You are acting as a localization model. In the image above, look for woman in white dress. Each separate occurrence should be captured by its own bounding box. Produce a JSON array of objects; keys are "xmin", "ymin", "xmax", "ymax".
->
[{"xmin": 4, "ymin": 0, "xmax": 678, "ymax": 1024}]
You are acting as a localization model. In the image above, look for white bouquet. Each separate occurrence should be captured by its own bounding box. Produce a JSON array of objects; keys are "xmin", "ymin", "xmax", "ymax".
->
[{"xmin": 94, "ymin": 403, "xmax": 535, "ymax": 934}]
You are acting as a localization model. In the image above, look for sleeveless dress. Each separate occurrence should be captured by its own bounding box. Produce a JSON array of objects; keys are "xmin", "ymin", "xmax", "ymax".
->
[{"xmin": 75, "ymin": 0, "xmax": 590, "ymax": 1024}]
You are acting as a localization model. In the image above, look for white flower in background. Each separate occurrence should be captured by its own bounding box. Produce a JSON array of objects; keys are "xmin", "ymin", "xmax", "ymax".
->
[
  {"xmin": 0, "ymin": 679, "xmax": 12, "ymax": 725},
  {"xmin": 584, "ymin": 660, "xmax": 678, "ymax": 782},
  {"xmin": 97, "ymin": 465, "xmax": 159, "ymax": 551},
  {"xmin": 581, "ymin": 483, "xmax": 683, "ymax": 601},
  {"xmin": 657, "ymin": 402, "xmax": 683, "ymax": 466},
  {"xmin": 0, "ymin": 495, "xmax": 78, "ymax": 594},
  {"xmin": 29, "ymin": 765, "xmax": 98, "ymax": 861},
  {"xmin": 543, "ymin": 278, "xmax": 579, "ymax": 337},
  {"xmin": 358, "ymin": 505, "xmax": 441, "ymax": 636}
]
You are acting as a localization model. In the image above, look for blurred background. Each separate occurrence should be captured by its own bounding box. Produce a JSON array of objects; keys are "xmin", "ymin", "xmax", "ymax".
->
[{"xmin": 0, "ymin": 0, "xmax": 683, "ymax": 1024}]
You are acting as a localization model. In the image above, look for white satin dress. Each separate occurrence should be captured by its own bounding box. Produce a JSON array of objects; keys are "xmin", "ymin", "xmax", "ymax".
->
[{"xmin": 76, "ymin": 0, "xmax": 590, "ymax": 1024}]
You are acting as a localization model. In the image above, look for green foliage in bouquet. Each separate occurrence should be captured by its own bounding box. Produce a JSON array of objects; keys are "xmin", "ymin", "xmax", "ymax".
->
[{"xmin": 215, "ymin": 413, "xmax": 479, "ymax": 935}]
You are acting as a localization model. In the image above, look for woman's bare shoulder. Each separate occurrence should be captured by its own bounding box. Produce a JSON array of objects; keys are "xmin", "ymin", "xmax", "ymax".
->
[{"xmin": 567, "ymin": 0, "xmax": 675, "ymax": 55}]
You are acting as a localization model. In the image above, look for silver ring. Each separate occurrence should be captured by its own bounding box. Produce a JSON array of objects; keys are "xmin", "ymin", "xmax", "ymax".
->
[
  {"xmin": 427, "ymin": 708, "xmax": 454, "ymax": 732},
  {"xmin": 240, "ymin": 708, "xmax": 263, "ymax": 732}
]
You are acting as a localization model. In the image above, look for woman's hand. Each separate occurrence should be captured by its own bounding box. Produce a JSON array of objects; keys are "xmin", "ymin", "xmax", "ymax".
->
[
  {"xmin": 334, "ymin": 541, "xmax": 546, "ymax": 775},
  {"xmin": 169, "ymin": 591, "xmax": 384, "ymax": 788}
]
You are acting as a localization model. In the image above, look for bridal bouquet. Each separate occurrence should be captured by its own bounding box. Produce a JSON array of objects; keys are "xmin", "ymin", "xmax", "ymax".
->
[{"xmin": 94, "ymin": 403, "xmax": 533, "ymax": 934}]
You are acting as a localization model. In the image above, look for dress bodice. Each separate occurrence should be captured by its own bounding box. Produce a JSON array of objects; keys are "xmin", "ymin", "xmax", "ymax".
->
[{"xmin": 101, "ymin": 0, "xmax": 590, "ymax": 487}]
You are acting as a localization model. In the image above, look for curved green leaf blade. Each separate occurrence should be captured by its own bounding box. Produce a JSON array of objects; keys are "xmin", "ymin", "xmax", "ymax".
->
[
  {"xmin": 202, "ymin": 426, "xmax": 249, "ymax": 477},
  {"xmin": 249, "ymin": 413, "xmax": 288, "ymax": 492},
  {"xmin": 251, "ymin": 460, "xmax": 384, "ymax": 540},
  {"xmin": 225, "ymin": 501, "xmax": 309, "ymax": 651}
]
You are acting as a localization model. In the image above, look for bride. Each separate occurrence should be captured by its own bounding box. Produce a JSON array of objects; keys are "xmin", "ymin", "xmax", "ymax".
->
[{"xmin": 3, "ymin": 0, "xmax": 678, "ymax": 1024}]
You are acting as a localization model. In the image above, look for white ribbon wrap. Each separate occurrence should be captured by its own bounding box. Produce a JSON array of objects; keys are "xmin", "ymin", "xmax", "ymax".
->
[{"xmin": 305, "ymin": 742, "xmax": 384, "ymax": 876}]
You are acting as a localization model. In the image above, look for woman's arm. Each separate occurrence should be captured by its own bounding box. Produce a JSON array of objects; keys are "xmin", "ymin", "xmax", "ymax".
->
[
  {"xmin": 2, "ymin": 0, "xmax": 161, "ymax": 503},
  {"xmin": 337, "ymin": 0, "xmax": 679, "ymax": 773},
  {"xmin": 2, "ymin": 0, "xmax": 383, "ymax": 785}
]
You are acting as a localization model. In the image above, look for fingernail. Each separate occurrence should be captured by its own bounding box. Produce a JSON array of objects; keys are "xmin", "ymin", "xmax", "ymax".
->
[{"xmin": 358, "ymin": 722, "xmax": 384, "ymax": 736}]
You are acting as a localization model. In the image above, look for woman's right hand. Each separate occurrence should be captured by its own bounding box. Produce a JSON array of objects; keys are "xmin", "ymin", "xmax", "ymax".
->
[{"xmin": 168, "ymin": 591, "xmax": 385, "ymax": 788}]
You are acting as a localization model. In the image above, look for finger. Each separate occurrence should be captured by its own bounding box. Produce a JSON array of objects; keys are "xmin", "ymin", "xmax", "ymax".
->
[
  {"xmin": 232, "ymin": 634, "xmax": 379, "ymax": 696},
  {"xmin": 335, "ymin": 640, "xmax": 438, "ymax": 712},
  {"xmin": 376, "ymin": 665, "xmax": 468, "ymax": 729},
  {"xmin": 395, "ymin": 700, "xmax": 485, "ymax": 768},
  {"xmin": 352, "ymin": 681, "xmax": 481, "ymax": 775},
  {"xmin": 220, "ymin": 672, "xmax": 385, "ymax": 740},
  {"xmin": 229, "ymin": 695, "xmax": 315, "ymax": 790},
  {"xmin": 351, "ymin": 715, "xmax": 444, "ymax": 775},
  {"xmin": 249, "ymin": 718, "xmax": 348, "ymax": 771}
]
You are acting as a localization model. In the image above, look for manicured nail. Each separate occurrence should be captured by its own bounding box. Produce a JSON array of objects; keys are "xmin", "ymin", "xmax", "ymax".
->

───

## Exercise brief
Print every entry exactly as written.

## Problem solution
You are acting as a localization model. In the image above, look for woman in white dress. Each separate occurrence should be captured by its own bounding box. Produce a JSON array of objects; keys are "xmin", "ymin", "xmax", "ymax".
->
[{"xmin": 4, "ymin": 0, "xmax": 678, "ymax": 1024}]
You are acting as a localization model. In the image above, look for white bouquet. Each separate occurrence should be captured by its own bounding box. Produce a JSON array of objects; keys are "xmin", "ymin", "xmax", "ymax".
->
[{"xmin": 94, "ymin": 403, "xmax": 535, "ymax": 934}]
You are acting as a localization model. In the image above, look for sleeveless dress. Each separate occurrence should be captured by its own bounding box. Produce a JSON array of objects; keys are "xmin", "ymin", "xmax", "ymax".
->
[{"xmin": 75, "ymin": 0, "xmax": 590, "ymax": 1024}]
You are acting as a localization model. In the image above, look for white flower in background. Each separate occurrence should be captured by its own bounding box. Produce a JSON array of objects; keys are "xmin", "ymin", "xmax", "ymax".
->
[
  {"xmin": 0, "ymin": 679, "xmax": 12, "ymax": 725},
  {"xmin": 584, "ymin": 660, "xmax": 678, "ymax": 782},
  {"xmin": 97, "ymin": 465, "xmax": 159, "ymax": 551},
  {"xmin": 581, "ymin": 483, "xmax": 683, "ymax": 601},
  {"xmin": 657, "ymin": 402, "xmax": 683, "ymax": 466},
  {"xmin": 0, "ymin": 495, "xmax": 78, "ymax": 594},
  {"xmin": 29, "ymin": 765, "xmax": 98, "ymax": 861},
  {"xmin": 543, "ymin": 278, "xmax": 579, "ymax": 337},
  {"xmin": 358, "ymin": 505, "xmax": 441, "ymax": 636}
]
You are acting as a localization model. In the image above, look for blurred background. Each separate occurrence should be captured by its own bounding box. Produce a JSON array of objects; keys are "xmin", "ymin", "xmax", "ymax".
->
[{"xmin": 0, "ymin": 0, "xmax": 683, "ymax": 1024}]
You are acting as a localization model. In the image above, look for white satin dress. Each separate occurrence should be captured by its own bounding box. Produce a JSON array of objects; keys are "xmin", "ymin", "xmax", "ymax".
->
[{"xmin": 76, "ymin": 0, "xmax": 590, "ymax": 1024}]
You are acting as a localization model. In the image above, look for green foliage in bouquet. Each separate occurrence should be captured by its own bounding box. Produce a JSON array of objects; keys are "xmin", "ymin", "xmax", "ymax".
->
[{"xmin": 215, "ymin": 413, "xmax": 479, "ymax": 935}]
You are acting as a localization model. In the image above, look for woman's bare shoulder. Each separate occurrence should be captured by its own bounding box. Produce a JSON array of objects; keys are "xmin", "ymin", "xmax", "ymax".
->
[{"xmin": 567, "ymin": 0, "xmax": 675, "ymax": 55}]
You are acting as a localization model. In the image above, look for silver ring. Each separate occurrence should be captured by its own bounding box. Produce a JSON array of objects; keys are "xmin", "ymin", "xmax", "ymax".
->
[
  {"xmin": 427, "ymin": 708, "xmax": 454, "ymax": 732},
  {"xmin": 240, "ymin": 708, "xmax": 263, "ymax": 732}
]
You are acting as a localization model. In the image above, look for woman's hand. Each separate occurrence should be captured by its own bounding box. Produce a JSON array of objects; keys are "xmin", "ymin", "xmax", "ymax".
->
[
  {"xmin": 334, "ymin": 541, "xmax": 546, "ymax": 775},
  {"xmin": 169, "ymin": 591, "xmax": 384, "ymax": 788}
]
You are acting as a localization model. In the image above, look for bridal bouquet. Each separate occurrence should be captured by its own bounding box. Produce a JSON array of objects; keys are "xmin", "ymin", "xmax", "ymax".
->
[{"xmin": 94, "ymin": 403, "xmax": 533, "ymax": 934}]
You are acting as a localization model. In the image above, look for dress bodice. Each separate occurrence should be captured by its own bounding box. Produce a JSON array of objects; keys are "xmin", "ymin", "xmax", "ymax".
->
[{"xmin": 101, "ymin": 0, "xmax": 590, "ymax": 487}]
You are acting as a localization model. In the image above, look for curved green leaf blade. Each separate occurrence should be captured by its own bounding box. Produce a JSON array of objects; keys are "xmin", "ymin", "xmax", "ymax".
->
[
  {"xmin": 202, "ymin": 426, "xmax": 249, "ymax": 477},
  {"xmin": 249, "ymin": 413, "xmax": 288, "ymax": 492},
  {"xmin": 251, "ymin": 460, "xmax": 384, "ymax": 540},
  {"xmin": 225, "ymin": 501, "xmax": 309, "ymax": 651}
]
You are acting as a localization model. In the image above, look for bride. Each separate occurrence should be captured by its own bounding box. Produce a JSON array of objects; keys are "xmin", "ymin", "xmax", "ymax".
->
[{"xmin": 3, "ymin": 0, "xmax": 678, "ymax": 1024}]
You are acting as a localization model. In the image above, look for white ribbon wrap. Each separate occurrence should be captured by its own bounding box. Produce a JSON array of objects; keys are "xmin", "ymin", "xmax", "ymax".
->
[{"xmin": 305, "ymin": 742, "xmax": 384, "ymax": 876}]
You are acting as a localization model. In the image above, look for woman's arm. Each separate occurrence should be captured by its own bounding box. Produce a JSON array of objects; keys are "xmin", "ymin", "xmax", "ymax".
->
[
  {"xmin": 2, "ymin": 0, "xmax": 161, "ymax": 503},
  {"xmin": 337, "ymin": 0, "xmax": 679, "ymax": 773},
  {"xmin": 2, "ymin": 0, "xmax": 383, "ymax": 785}
]
You are acting as a localization model. In the image above, look for fingernail. Each separate occurrence should be captured by its own bounding box. Produce a JSON array of objects; keys are "xmin", "ymin", "xmax", "ymax".
->
[{"xmin": 358, "ymin": 722, "xmax": 384, "ymax": 736}]
You are acting as a localization model. In the image above, look for woman's right hand. Each separate occurrence should be captured by its own bounding box. Produce a JSON array of objects; keys are "xmin", "ymin", "xmax", "ymax".
->
[{"xmin": 168, "ymin": 591, "xmax": 385, "ymax": 788}]
You are acting as a localization model. In the image above, look for finger. Each separate occurrence should be captured by its own bounding box. Produce a JSON array of objects; keys are "xmin", "ymin", "xmax", "ymax".
->
[
  {"xmin": 232, "ymin": 634, "xmax": 379, "ymax": 696},
  {"xmin": 335, "ymin": 640, "xmax": 438, "ymax": 712},
  {"xmin": 376, "ymin": 665, "xmax": 468, "ymax": 729},
  {"xmin": 395, "ymin": 700, "xmax": 485, "ymax": 768},
  {"xmin": 352, "ymin": 681, "xmax": 481, "ymax": 775},
  {"xmin": 220, "ymin": 672, "xmax": 385, "ymax": 740},
  {"xmin": 229, "ymin": 695, "xmax": 315, "ymax": 790},
  {"xmin": 351, "ymin": 715, "xmax": 444, "ymax": 775},
  {"xmin": 249, "ymin": 718, "xmax": 348, "ymax": 771}
]
You are acting as a localization model. In the image above, look for manicured nail. Each separate occurrence should be captured by its own bounding box. Produce a JSON array of objects; keys are "xmin", "ymin", "xmax", "ymax".
->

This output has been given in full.